The Roma review below names actors in parentheses after their characters. List every actor named this way, along with the character each one plays.

__DOCUMENT EXCERPT__.
>>

Roma: Gravity Director Alfonso Cuarón’s Gripping Drama Finds Focus in Family

By Liam Lacey

Rating: A

Shot in black and white — often in long documentary-like observational takes with sparse dialogue — Mexican director Alfonso Cuarón's Roma is a childhood memory film, both beautiful to look at and intriguing to contemplate. Among the sources of intrigue is the point-of- view which is, by turns, specific and personal as it explores the lives of a chaotic middle-class family in the Roma neighbourhood of Mexico City in 1970 and 71. At other times, Cuarón takes the God's eye view in overhead and high shots, tracing political and cultural change during the era.

A scene from TIFF 2018 favourite, Roma.

A scene from TIFF 2018 favourite, Roma.

As rich as it is visually, Roma also features a densely textured soundtrack, with a constant hum of foreground and background music and voices and noise creating a kind of sonic bath in the past.

The protagonist is a family maid, a young indigenous woman named Cleo (Yalitza Aparicio), who is barely taller than the four children she tends to, with long hair down her back and an impassive demeanor. Along with another servant of Mixteco heritage, Adela (Nancy Garcia), she cleans, cooks, and tends the children. The one task she doesn't do so well is clean the dog poop off the tiled floor of the carport, which becomes a sort of running gag in the film.

The family consists of the doctor father (Fernando Grediaga), a bearded chain-smoking workaholic, whose arrival home each night — as he nudges his oversized Ford Galaxy into the too-narrow garage — is a daily family spectacle sport. When dad leaves for a medical conference in Quebec, and then fails to come home again, the mother Sophia (Marina de Tavira) tries to keep the children from knowing that the husband is with another woman, urging them to write him letters begging him to come home from "Quebec."

Roma is less a conventional plot than a series of high-impact moments, proceeding in a procession of events. A marching band, with no crowd watching, rattles and pipes through the nearly empty street. Hawkers yell outside the movie theatre in front of the noisy traffic. On Cleo's day off, she and Adela go out with two friends. Cleo's date, Fermin (Jorge Antonio Guerrero) suggests they go for a walk, which turns out to be a walk to his apartment, where, after sex, he stands naked, waving around a shower curtain like a kendo sword to demonstrate his martial arts skills. Soon after, Cleo discovers she is pregnant; as soon as he hears, Fermin makes himself scarce. Cleo, frightened she will be fired her pregnancy, tells her employer. But Sophia, recognizing another woman who has been abandoned, is sympathetic and helpful.

The year ends with a party at a country estate, which includes a shooting party (echoes of Jean Renoir's The Rules of the Game) and references to unrest from the local indigenous population. There are fireworks displays, and then a fire in the woods, which threatens catastrophe but fizzles out, while one of the costumed partiers sings a song. The next Christmas the party goes walking over the charred remains of the blaze. This is one of several sequences in the movie where tragedy threatens but is suddenly averted.

<<

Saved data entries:

>>

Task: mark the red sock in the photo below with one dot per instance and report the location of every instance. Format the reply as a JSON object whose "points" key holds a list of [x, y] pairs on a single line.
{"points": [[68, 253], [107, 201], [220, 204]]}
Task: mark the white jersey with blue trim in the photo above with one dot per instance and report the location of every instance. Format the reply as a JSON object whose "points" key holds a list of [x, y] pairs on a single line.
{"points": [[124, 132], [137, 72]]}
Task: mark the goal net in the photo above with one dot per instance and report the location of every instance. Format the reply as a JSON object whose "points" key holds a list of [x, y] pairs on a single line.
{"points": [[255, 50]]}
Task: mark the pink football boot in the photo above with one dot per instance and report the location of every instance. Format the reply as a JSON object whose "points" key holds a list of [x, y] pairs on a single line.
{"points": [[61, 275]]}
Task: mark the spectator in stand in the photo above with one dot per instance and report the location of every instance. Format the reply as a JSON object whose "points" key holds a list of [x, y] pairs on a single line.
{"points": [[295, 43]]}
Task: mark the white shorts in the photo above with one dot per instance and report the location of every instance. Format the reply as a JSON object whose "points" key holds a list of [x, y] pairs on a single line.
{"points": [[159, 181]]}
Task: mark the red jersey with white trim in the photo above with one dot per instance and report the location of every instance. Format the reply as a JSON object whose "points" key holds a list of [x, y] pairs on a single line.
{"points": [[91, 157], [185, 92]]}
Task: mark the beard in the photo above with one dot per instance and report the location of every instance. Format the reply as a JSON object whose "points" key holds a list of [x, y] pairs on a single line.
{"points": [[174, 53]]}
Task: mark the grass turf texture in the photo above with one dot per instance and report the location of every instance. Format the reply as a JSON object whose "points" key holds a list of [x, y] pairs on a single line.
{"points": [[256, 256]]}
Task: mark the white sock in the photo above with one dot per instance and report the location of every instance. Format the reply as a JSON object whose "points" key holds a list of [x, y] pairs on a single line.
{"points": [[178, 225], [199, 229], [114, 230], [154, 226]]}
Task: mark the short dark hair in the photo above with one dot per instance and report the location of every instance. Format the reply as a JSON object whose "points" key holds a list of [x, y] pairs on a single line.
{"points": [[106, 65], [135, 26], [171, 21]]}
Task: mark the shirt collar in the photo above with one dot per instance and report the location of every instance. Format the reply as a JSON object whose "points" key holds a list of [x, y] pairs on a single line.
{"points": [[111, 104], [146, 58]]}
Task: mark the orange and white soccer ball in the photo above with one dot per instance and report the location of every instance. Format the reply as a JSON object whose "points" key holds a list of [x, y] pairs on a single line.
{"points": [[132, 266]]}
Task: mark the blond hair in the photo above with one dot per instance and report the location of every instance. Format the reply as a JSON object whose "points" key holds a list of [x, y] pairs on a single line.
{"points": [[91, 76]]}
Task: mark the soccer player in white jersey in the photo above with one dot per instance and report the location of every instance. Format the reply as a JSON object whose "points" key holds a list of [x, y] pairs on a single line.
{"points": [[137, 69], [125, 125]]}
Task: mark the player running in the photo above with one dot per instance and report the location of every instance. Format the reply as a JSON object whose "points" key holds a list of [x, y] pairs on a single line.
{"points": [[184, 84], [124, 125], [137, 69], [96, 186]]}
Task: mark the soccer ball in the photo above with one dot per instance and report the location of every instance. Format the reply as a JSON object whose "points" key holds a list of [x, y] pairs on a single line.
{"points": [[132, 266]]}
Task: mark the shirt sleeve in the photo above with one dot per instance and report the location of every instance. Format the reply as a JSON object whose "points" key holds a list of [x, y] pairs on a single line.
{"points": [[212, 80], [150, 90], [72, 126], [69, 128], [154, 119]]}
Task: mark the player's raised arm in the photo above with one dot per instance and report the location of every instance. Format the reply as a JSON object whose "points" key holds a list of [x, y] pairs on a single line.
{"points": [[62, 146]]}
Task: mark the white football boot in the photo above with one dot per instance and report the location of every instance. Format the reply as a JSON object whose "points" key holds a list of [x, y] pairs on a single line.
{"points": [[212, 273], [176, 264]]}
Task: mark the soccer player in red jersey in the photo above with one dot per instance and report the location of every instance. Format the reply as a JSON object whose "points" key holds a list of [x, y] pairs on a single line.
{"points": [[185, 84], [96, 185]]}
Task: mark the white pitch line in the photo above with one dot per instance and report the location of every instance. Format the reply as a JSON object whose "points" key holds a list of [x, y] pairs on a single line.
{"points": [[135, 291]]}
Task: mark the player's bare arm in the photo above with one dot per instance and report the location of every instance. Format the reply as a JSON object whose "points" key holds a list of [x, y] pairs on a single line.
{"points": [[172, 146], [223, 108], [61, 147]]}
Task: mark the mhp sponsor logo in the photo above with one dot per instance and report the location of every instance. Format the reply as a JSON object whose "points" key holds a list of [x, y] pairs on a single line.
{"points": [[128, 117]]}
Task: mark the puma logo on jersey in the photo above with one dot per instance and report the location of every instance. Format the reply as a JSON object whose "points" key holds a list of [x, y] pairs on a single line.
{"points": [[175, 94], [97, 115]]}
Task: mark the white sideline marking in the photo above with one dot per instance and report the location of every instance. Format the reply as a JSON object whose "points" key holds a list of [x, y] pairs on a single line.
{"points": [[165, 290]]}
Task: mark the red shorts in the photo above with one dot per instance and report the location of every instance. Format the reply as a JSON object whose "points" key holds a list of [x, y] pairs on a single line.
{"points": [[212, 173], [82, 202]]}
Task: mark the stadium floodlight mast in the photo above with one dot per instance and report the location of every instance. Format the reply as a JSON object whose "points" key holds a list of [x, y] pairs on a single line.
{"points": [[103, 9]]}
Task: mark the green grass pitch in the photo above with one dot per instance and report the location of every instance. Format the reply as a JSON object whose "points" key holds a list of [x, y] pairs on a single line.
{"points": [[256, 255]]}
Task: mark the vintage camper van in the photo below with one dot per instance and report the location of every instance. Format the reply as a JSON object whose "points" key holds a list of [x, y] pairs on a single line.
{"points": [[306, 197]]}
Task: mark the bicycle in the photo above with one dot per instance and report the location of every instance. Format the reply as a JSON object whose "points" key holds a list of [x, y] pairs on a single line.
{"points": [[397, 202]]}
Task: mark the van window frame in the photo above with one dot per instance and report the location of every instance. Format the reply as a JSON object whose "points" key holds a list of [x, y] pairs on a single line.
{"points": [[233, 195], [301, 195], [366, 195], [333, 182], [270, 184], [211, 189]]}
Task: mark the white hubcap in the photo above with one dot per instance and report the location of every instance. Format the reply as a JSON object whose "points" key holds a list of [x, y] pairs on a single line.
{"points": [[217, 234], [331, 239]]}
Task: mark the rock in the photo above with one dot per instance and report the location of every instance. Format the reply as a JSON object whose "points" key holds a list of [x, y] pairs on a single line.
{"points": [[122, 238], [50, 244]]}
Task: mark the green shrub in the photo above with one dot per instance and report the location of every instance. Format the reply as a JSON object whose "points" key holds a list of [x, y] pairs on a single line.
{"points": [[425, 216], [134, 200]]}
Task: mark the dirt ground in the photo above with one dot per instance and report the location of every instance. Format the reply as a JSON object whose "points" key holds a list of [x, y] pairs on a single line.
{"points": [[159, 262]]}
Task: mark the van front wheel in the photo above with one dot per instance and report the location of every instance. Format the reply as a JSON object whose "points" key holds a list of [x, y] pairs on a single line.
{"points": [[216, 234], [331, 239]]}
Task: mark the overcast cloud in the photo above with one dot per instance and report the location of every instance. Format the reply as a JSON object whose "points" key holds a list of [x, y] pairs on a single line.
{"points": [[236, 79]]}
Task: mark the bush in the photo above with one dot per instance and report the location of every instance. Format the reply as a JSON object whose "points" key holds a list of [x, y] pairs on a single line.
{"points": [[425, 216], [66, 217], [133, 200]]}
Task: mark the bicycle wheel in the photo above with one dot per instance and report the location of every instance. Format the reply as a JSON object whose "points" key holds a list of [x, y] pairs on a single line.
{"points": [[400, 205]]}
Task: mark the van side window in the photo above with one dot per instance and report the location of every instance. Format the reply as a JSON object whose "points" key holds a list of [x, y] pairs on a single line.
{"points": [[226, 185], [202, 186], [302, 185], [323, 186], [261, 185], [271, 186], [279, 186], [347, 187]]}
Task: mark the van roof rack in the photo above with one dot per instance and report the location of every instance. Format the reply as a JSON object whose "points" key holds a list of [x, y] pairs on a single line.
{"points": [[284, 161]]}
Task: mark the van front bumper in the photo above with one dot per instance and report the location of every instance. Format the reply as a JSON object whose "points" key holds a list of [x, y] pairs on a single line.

<<

__EXPECTED OUTPUT__.
- Yalitza Aparicio: Cleo
- Nancy Garcia: Adela
- Fernando Grediaga: the doctor father
- Marina de Tavira: Sophia
- Jorge Antonio Guerrero: Fermin